**JOB**.
Return every line of the data below unchanged, character for character.

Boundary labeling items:
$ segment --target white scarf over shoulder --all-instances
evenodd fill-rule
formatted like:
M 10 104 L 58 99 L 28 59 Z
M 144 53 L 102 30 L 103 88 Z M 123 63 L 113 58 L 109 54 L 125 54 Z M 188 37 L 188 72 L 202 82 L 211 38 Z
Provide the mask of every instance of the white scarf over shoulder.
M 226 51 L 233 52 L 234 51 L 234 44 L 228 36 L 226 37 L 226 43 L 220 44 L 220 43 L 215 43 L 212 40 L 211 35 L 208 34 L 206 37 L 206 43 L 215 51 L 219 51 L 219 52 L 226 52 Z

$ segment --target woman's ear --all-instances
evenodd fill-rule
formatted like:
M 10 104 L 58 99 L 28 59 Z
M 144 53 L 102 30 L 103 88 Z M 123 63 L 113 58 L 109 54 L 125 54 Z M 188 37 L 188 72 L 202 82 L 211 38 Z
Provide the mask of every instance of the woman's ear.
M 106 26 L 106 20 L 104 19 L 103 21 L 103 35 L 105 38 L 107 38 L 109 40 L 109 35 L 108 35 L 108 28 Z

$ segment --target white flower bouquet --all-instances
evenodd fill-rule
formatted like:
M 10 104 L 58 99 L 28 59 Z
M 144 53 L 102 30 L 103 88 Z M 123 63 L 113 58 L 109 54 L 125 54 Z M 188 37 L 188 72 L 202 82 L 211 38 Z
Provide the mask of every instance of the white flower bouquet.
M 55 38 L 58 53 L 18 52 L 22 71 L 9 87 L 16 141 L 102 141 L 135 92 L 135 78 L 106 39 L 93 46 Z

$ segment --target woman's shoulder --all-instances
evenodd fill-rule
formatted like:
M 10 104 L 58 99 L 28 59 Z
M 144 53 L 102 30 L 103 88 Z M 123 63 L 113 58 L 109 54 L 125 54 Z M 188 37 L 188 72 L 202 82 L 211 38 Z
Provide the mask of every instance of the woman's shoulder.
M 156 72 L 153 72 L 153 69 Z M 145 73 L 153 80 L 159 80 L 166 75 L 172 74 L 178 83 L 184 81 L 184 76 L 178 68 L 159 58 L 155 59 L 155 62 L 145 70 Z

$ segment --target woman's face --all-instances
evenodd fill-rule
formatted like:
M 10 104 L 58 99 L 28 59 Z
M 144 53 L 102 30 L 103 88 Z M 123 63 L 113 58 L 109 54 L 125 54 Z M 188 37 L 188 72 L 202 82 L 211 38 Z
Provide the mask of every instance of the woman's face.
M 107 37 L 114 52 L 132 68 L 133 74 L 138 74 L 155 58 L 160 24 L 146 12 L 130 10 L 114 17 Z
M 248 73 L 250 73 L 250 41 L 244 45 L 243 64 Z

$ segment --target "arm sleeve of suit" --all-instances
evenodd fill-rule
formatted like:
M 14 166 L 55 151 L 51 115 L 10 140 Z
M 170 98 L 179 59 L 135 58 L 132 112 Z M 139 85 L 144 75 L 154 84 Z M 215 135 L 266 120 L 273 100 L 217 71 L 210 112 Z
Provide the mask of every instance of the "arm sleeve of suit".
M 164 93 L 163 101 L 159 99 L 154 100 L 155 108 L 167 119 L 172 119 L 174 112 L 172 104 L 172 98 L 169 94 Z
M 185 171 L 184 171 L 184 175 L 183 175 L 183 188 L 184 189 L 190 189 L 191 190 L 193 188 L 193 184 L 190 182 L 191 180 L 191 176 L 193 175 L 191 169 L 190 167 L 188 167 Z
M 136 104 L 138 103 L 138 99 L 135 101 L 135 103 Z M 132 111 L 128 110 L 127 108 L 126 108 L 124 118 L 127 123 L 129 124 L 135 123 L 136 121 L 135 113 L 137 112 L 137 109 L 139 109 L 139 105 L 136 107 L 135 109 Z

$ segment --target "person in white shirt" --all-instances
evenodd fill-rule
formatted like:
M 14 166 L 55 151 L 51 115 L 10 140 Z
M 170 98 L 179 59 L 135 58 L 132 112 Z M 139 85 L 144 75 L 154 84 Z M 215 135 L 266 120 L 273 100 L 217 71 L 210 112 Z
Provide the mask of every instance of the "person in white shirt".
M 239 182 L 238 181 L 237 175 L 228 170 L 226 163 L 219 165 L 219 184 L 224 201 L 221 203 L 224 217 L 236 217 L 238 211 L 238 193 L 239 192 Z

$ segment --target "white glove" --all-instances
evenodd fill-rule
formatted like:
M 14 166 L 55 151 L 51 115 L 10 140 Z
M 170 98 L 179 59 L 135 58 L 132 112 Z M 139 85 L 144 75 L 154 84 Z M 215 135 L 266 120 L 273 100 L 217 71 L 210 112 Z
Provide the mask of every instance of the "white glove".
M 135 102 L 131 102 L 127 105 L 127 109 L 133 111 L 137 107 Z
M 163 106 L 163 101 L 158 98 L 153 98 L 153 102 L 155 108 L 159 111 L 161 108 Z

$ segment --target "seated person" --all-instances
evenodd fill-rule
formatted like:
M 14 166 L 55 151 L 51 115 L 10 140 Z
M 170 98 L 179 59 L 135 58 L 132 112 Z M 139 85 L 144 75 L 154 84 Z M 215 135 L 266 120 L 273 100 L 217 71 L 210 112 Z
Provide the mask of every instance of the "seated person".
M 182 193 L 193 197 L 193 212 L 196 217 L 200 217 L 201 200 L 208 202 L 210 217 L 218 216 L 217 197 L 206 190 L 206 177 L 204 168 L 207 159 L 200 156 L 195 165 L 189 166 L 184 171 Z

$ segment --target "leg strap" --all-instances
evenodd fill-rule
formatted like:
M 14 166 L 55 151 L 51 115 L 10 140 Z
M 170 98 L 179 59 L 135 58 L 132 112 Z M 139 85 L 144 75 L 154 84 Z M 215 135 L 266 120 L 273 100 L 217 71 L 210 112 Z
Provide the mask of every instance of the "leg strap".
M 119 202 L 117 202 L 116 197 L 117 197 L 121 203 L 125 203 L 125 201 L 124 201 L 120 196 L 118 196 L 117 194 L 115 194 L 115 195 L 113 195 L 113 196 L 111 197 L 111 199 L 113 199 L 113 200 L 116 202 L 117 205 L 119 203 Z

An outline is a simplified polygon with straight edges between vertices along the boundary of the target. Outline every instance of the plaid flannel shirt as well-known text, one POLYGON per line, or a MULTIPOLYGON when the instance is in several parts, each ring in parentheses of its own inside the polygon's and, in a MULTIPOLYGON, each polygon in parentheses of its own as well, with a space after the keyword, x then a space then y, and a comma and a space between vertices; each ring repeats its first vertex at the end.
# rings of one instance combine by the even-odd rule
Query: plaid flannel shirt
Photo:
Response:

**REPLY**.
$ segment --target white scarf over shoulder --all-instances
evenodd fill-rule
formatted like:
M 10 104 L 58 99 L 28 59 Z
M 144 53 L 102 30 L 103 88 Z M 123 63 L 113 58 L 109 54 L 125 54 Z M 188 37 L 188 72 L 202 82 L 211 38 Z
Provide the mask of every instance of the white scarf over shoulder.
M 226 51 L 233 52 L 234 51 L 234 44 L 228 36 L 226 37 L 226 43 L 220 44 L 220 43 L 215 43 L 212 40 L 211 35 L 208 34 L 206 37 L 206 43 L 215 51 L 219 51 L 219 52 L 226 52 Z

$ segment --target woman's ear --all-instances
evenodd fill-rule
formatted like:
M 10 104 L 58 99 L 28 59 Z
M 144 53 L 102 30 L 103 88 Z M 123 63 L 113 58 L 109 54 L 125 54 Z M 188 37 L 188 72 L 202 82 L 211 38 Z
Provide the mask of every instance of the woman's ear.
M 106 26 L 106 20 L 104 19 L 103 21 L 103 35 L 105 38 L 107 38 L 109 40 L 109 35 L 108 35 L 108 28 Z

$ segment --target white flower bouquet --all-instances
evenodd fill-rule
formatted like:
M 10 104 L 58 99 L 28 59 Z
M 144 53 L 102 30 L 103 88 Z M 123 63 L 113 58 L 109 54 L 125 54 Z M 188 37 L 188 72 L 202 82 L 211 38 Z
Provide the mask of every instance of the white flower bouquet.
M 55 38 L 58 53 L 18 52 L 22 71 L 9 87 L 16 141 L 102 141 L 135 92 L 135 78 L 106 39 L 93 46 Z

$ segment --target woman's shoulder --all-instances
evenodd fill-rule
formatted like:
M 10 104 L 58 99 L 28 59 Z
M 144 53 L 102 30 L 103 88 Z M 123 63 L 113 58 L 109 54 L 125 54 Z M 188 37 L 188 72 L 202 82 L 211 38 Z
Provide the mask of every instance of the woman's shoulder.
M 156 72 L 153 72 L 153 69 Z M 145 73 L 153 80 L 159 80 L 166 75 L 172 74 L 178 83 L 184 81 L 184 76 L 178 68 L 159 58 L 155 59 L 155 62 L 145 70 Z

$ segment --target woman's face --all-instances
evenodd fill-rule
formatted like:
M 10 104 L 58 99 L 28 59 Z
M 144 53 L 102 30 L 103 88 Z M 123 63 L 113 58 L 109 54 L 125 54 Z M 188 37 L 188 72 L 202 82 L 211 38 Z
Provide the mask of every instance of the woman's face.
M 107 37 L 114 52 L 132 68 L 133 74 L 138 74 L 155 58 L 160 24 L 146 12 L 130 10 L 114 17 Z
M 248 73 L 250 73 L 250 41 L 244 45 L 243 64 Z

$ segment --target "arm sleeve of suit" --all-instances
evenodd fill-rule
formatted like:
M 14 166 L 55 151 L 51 115 L 10 140 Z
M 170 98 L 179 59 L 135 58 L 132 112 Z M 139 85 L 144 75 L 154 84 Z M 215 135 L 266 120 L 273 100 L 217 71 L 210 112 Z
Provide the mask of every instance of the "arm sleeve of suit".
M 164 93 L 163 101 L 159 99 L 154 100 L 155 108 L 167 119 L 172 119 L 174 112 L 172 104 L 172 98 L 169 94 Z
M 185 171 L 184 171 L 184 175 L 183 175 L 183 188 L 184 189 L 190 189 L 191 190 L 193 188 L 193 184 L 190 182 L 191 180 L 191 176 L 193 175 L 191 169 L 190 167 L 188 167 Z
M 136 104 L 138 103 L 138 99 L 135 101 L 135 103 Z M 132 111 L 128 110 L 127 108 L 126 108 L 124 118 L 127 123 L 129 124 L 135 123 L 136 121 L 135 113 L 137 112 L 137 109 L 139 109 L 139 105 L 136 107 L 135 109 Z

$ segment --target "person in white shirt" --all-instances
evenodd fill-rule
formatted like:
M 14 166 L 55 151 L 51 115 L 10 140 Z
M 170 98 L 179 59 L 135 58 L 132 112 Z M 139 85 L 144 75 L 154 84 Z M 215 135 L 266 120 L 273 100 L 217 71 L 210 112 Z
Provide the mask of every instance of the "person in white shirt".
M 239 182 L 238 181 L 237 175 L 228 170 L 226 163 L 219 165 L 219 184 L 224 201 L 221 203 L 224 217 L 236 217 L 238 211 L 238 193 L 239 192 Z

$ segment --target "white glove" --all-instances
evenodd fill-rule
formatted like:
M 14 166 L 55 151 L 51 115 L 10 140 Z
M 170 98 L 179 59 L 135 58 L 132 112 Z M 139 85 L 144 75 L 154 84 Z M 215 135 L 266 120 L 273 100 L 217 71 L 210 112 Z
Provide the mask of every instance of the "white glove".
M 135 102 L 131 102 L 127 105 L 127 109 L 133 111 L 137 107 Z
M 163 106 L 163 101 L 158 98 L 153 98 L 153 102 L 155 108 L 159 111 L 161 108 Z

$ segment --target "seated person" --all-instances
evenodd fill-rule
formatted like:
M 14 166 L 55 151 L 51 115 L 10 140 Z
M 170 98 L 179 59 L 135 58 L 132 112 Z M 139 85 L 144 75 L 154 84 Z M 215 135 L 266 120 L 273 100 L 217 71 L 210 112 Z
Provide the mask of every instance of the "seated person".
M 182 193 L 193 197 L 193 212 L 196 217 L 200 217 L 201 200 L 208 202 L 210 217 L 218 216 L 217 197 L 206 190 L 206 177 L 204 168 L 207 159 L 200 156 L 195 165 L 189 166 L 184 171 Z

$ segment --target "leg strap" --all-instances
evenodd fill-rule
formatted like:
M 14 166 L 55 151 L 51 115 L 10 140 Z
M 170 98 L 179 59 L 135 58 L 132 112 Z M 139 85 L 144 75 L 154 84 Z M 215 135 L 266 120 L 273 100 L 217 71 L 210 112 Z
Provide the mask of every instance of the "leg strap".
M 119 202 L 117 202 L 116 197 L 117 197 L 121 203 L 125 203 L 125 201 L 124 201 L 120 196 L 118 196 L 117 194 L 115 194 L 115 195 L 113 195 L 113 196 L 111 197 L 111 199 L 113 199 L 113 200 L 116 202 L 117 205 L 119 203 Z

An outline is a simplified polygon with straight edges between vertices along the boundary of the target. Outline every instance of the plaid flannel shirt as well-known text, one POLYGON per line, or a MULTIPOLYGON when the instance is in several parts, each ring in parentheses of its own inside the polygon's and, in a MULTIPOLYGON, each polygon in parentheses of its own as well, with a space after the keyword, x then a space then y, and a comma and a space between vertices; each ring repeats its first vertex at the end.
# rings of one instance combine by the even-odd rule
Query: plaid flannel shirt
Photo:
Response:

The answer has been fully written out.